Written request → Pull out each row below that contains the word "green", and copy those rows unchanged, one per line.

Supplied information →
◆ ◆ ◆ ◆ ◆
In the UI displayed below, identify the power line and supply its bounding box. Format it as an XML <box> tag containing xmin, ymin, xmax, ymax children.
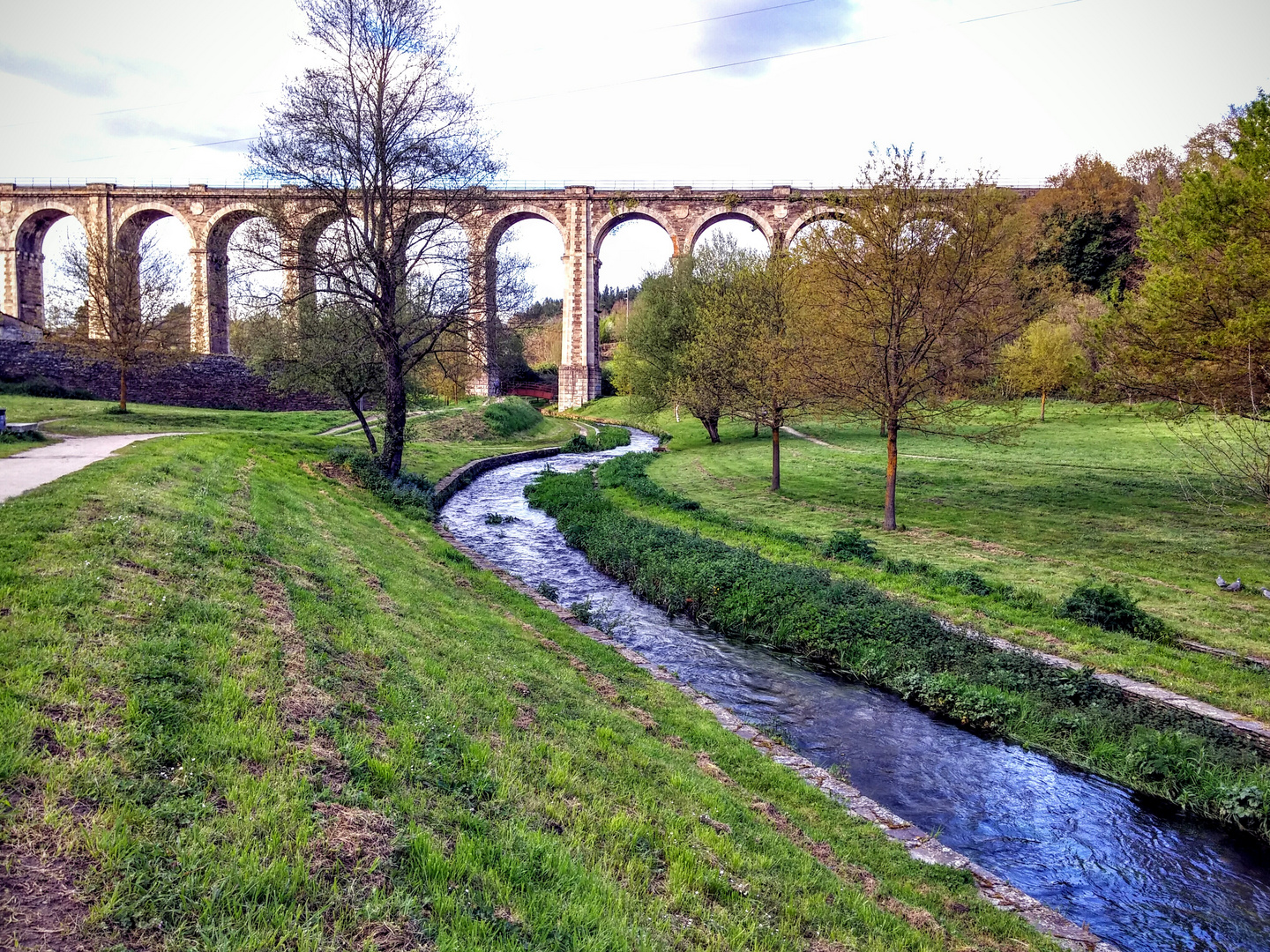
<box><xmin>644</xmin><ymin>0</ymin><xmax>818</xmax><ymax>33</ymax></box>
<box><xmin>487</xmin><ymin>0</ymin><xmax>1085</xmax><ymax>106</ymax></box>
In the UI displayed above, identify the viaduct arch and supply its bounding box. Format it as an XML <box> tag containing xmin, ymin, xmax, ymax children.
<box><xmin>0</xmin><ymin>182</ymin><xmax>1033</xmax><ymax>407</ymax></box>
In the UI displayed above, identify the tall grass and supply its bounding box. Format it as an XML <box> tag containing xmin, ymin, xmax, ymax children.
<box><xmin>526</xmin><ymin>459</ymin><xmax>1270</xmax><ymax>839</ymax></box>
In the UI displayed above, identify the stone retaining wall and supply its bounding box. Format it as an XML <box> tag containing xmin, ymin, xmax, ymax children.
<box><xmin>0</xmin><ymin>340</ymin><xmax>343</xmax><ymax>410</ymax></box>
<box><xmin>437</xmin><ymin>523</ymin><xmax>1119</xmax><ymax>952</ymax></box>
<box><xmin>432</xmin><ymin>447</ymin><xmax>560</xmax><ymax>510</ymax></box>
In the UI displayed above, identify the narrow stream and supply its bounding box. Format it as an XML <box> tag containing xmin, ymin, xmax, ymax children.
<box><xmin>442</xmin><ymin>432</ymin><xmax>1270</xmax><ymax>952</ymax></box>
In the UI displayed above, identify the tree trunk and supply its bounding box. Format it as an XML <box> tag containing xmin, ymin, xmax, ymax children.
<box><xmin>698</xmin><ymin>416</ymin><xmax>719</xmax><ymax>443</ymax></box>
<box><xmin>348</xmin><ymin>398</ymin><xmax>380</xmax><ymax>456</ymax></box>
<box><xmin>380</xmin><ymin>348</ymin><xmax>405</xmax><ymax>479</ymax></box>
<box><xmin>883</xmin><ymin>419</ymin><xmax>900</xmax><ymax>531</ymax></box>
<box><xmin>773</xmin><ymin>425</ymin><xmax>781</xmax><ymax>493</ymax></box>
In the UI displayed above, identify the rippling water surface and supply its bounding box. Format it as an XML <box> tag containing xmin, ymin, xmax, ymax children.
<box><xmin>442</xmin><ymin>432</ymin><xmax>1270</xmax><ymax>952</ymax></box>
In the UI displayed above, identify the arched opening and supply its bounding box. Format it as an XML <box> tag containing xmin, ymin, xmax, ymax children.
<box><xmin>32</xmin><ymin>213</ymin><xmax>87</xmax><ymax>335</ymax></box>
<box><xmin>788</xmin><ymin>212</ymin><xmax>846</xmax><ymax>255</ymax></box>
<box><xmin>490</xmin><ymin>212</ymin><xmax>564</xmax><ymax>398</ymax></box>
<box><xmin>595</xmin><ymin>212</ymin><xmax>675</xmax><ymax>361</ymax></box>
<box><xmin>207</xmin><ymin>208</ymin><xmax>287</xmax><ymax>355</ymax></box>
<box><xmin>115</xmin><ymin>208</ymin><xmax>192</xmax><ymax>350</ymax></box>
<box><xmin>692</xmin><ymin>212</ymin><xmax>773</xmax><ymax>255</ymax></box>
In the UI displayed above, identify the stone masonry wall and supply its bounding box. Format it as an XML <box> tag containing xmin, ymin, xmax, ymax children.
<box><xmin>0</xmin><ymin>340</ymin><xmax>343</xmax><ymax>410</ymax></box>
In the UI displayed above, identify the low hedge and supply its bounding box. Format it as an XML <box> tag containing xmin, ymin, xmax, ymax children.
<box><xmin>526</xmin><ymin>457</ymin><xmax>1270</xmax><ymax>839</ymax></box>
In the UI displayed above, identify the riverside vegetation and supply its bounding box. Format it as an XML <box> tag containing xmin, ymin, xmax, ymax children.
<box><xmin>526</xmin><ymin>455</ymin><xmax>1270</xmax><ymax>839</ymax></box>
<box><xmin>0</xmin><ymin>415</ymin><xmax>1072</xmax><ymax>952</ymax></box>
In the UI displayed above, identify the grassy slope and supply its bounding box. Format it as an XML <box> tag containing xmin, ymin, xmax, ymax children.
<box><xmin>0</xmin><ymin>393</ymin><xmax>355</xmax><ymax>436</ymax></box>
<box><xmin>586</xmin><ymin>398</ymin><xmax>1270</xmax><ymax>719</ymax></box>
<box><xmin>0</xmin><ymin>434</ymin><xmax>1051</xmax><ymax>952</ymax></box>
<box><xmin>0</xmin><ymin>433</ymin><xmax>57</xmax><ymax>459</ymax></box>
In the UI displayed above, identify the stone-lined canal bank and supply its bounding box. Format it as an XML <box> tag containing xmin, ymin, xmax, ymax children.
<box><xmin>444</xmin><ymin>433</ymin><xmax>1270</xmax><ymax>952</ymax></box>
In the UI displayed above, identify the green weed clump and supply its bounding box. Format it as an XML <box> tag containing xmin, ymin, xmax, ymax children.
<box><xmin>820</xmin><ymin>529</ymin><xmax>880</xmax><ymax>565</ymax></box>
<box><xmin>329</xmin><ymin>447</ymin><xmax>437</xmax><ymax>519</ymax></box>
<box><xmin>482</xmin><ymin>398</ymin><xmax>542</xmax><ymax>438</ymax></box>
<box><xmin>526</xmin><ymin>457</ymin><xmax>1270</xmax><ymax>839</ymax></box>
<box><xmin>0</xmin><ymin>430</ymin><xmax>49</xmax><ymax>443</ymax></box>
<box><xmin>560</xmin><ymin>427</ymin><xmax>631</xmax><ymax>453</ymax></box>
<box><xmin>1056</xmin><ymin>583</ymin><xmax>1167</xmax><ymax>637</ymax></box>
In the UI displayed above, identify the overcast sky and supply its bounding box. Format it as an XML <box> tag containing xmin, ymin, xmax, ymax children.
<box><xmin>0</xmin><ymin>0</ymin><xmax>1270</xmax><ymax>294</ymax></box>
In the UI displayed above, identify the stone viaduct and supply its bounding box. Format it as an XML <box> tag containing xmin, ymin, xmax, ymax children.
<box><xmin>0</xmin><ymin>182</ymin><xmax>1031</xmax><ymax>407</ymax></box>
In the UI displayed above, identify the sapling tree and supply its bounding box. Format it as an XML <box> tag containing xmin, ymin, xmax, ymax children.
<box><xmin>1001</xmin><ymin>320</ymin><xmax>1085</xmax><ymax>423</ymax></box>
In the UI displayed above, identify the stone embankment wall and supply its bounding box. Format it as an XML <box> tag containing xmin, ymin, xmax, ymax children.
<box><xmin>432</xmin><ymin>447</ymin><xmax>560</xmax><ymax>509</ymax></box>
<box><xmin>0</xmin><ymin>340</ymin><xmax>343</xmax><ymax>410</ymax></box>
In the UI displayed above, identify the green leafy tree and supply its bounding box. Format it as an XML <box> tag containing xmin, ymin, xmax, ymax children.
<box><xmin>1001</xmin><ymin>320</ymin><xmax>1085</xmax><ymax>423</ymax></box>
<box><xmin>615</xmin><ymin>255</ymin><xmax>730</xmax><ymax>443</ymax></box>
<box><xmin>800</xmin><ymin>148</ymin><xmax>1024</xmax><ymax>529</ymax></box>
<box><xmin>240</xmin><ymin>302</ymin><xmax>384</xmax><ymax>453</ymax></box>
<box><xmin>1101</xmin><ymin>93</ymin><xmax>1270</xmax><ymax>418</ymax></box>
<box><xmin>1022</xmin><ymin>153</ymin><xmax>1143</xmax><ymax>297</ymax></box>
<box><xmin>684</xmin><ymin>250</ymin><xmax>819</xmax><ymax>493</ymax></box>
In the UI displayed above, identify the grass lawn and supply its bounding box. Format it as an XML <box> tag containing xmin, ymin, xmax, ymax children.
<box><xmin>0</xmin><ymin>432</ymin><xmax>1054</xmax><ymax>952</ymax></box>
<box><xmin>0</xmin><ymin>433</ymin><xmax>57</xmax><ymax>459</ymax></box>
<box><xmin>586</xmin><ymin>398</ymin><xmax>1270</xmax><ymax>719</ymax></box>
<box><xmin>0</xmin><ymin>393</ymin><xmax>357</xmax><ymax>436</ymax></box>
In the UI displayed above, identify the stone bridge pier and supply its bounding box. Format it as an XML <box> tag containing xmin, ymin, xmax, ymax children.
<box><xmin>0</xmin><ymin>182</ymin><xmax>1033</xmax><ymax>409</ymax></box>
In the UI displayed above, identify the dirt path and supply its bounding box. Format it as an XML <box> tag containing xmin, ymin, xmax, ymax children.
<box><xmin>0</xmin><ymin>433</ymin><xmax>187</xmax><ymax>502</ymax></box>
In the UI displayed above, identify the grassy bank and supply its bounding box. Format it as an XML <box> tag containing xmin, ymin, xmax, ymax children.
<box><xmin>588</xmin><ymin>398</ymin><xmax>1270</xmax><ymax>719</ymax></box>
<box><xmin>0</xmin><ymin>393</ymin><xmax>355</xmax><ymax>436</ymax></box>
<box><xmin>0</xmin><ymin>433</ymin><xmax>1053</xmax><ymax>951</ymax></box>
<box><xmin>527</xmin><ymin>455</ymin><xmax>1270</xmax><ymax>839</ymax></box>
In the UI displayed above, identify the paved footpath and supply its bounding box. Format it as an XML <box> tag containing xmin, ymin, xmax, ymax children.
<box><xmin>0</xmin><ymin>433</ymin><xmax>185</xmax><ymax>502</ymax></box>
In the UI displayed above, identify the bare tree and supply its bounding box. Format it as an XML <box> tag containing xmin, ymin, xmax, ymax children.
<box><xmin>251</xmin><ymin>0</ymin><xmax>500</xmax><ymax>476</ymax></box>
<box><xmin>684</xmin><ymin>245</ymin><xmax>820</xmax><ymax>493</ymax></box>
<box><xmin>60</xmin><ymin>234</ymin><xmax>190</xmax><ymax>413</ymax></box>
<box><xmin>800</xmin><ymin>148</ymin><xmax>1024</xmax><ymax>529</ymax></box>
<box><xmin>248</xmin><ymin>302</ymin><xmax>384</xmax><ymax>453</ymax></box>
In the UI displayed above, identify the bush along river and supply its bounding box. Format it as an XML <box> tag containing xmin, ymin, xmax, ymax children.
<box><xmin>441</xmin><ymin>430</ymin><xmax>1270</xmax><ymax>952</ymax></box>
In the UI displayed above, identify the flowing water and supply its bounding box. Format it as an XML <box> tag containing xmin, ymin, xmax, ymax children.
<box><xmin>442</xmin><ymin>432</ymin><xmax>1270</xmax><ymax>952</ymax></box>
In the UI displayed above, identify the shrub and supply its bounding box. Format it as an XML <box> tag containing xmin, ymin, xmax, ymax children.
<box><xmin>820</xmin><ymin>529</ymin><xmax>880</xmax><ymax>565</ymax></box>
<box><xmin>941</xmin><ymin>569</ymin><xmax>992</xmax><ymax>595</ymax></box>
<box><xmin>329</xmin><ymin>447</ymin><xmax>437</xmax><ymax>519</ymax></box>
<box><xmin>1056</xmin><ymin>583</ymin><xmax>1146</xmax><ymax>632</ymax></box>
<box><xmin>482</xmin><ymin>398</ymin><xmax>542</xmax><ymax>438</ymax></box>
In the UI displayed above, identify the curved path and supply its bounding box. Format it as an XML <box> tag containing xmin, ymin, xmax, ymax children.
<box><xmin>0</xmin><ymin>433</ymin><xmax>188</xmax><ymax>502</ymax></box>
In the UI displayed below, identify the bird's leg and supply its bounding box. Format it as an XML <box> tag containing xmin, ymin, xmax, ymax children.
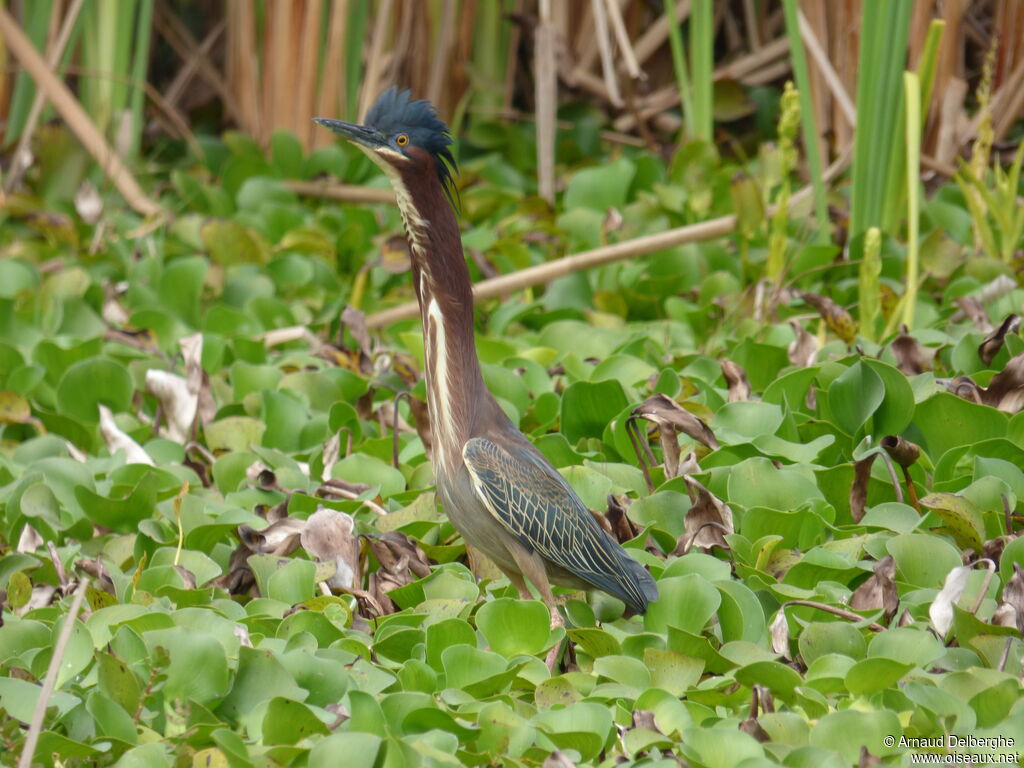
◆ ◆ ◆ ◆ ◆
Result of the exercise →
In the UI displayed above, identify the green weed clump and supply its bounding box. Format it as an XML <box> tag containing xmin, ymin, xmax, ymax children.
In the UI displayed above, identify the green leafy tree and supply its bounding box. Format it as an XML <box> tag containing xmin, ymin, xmax, ymax children.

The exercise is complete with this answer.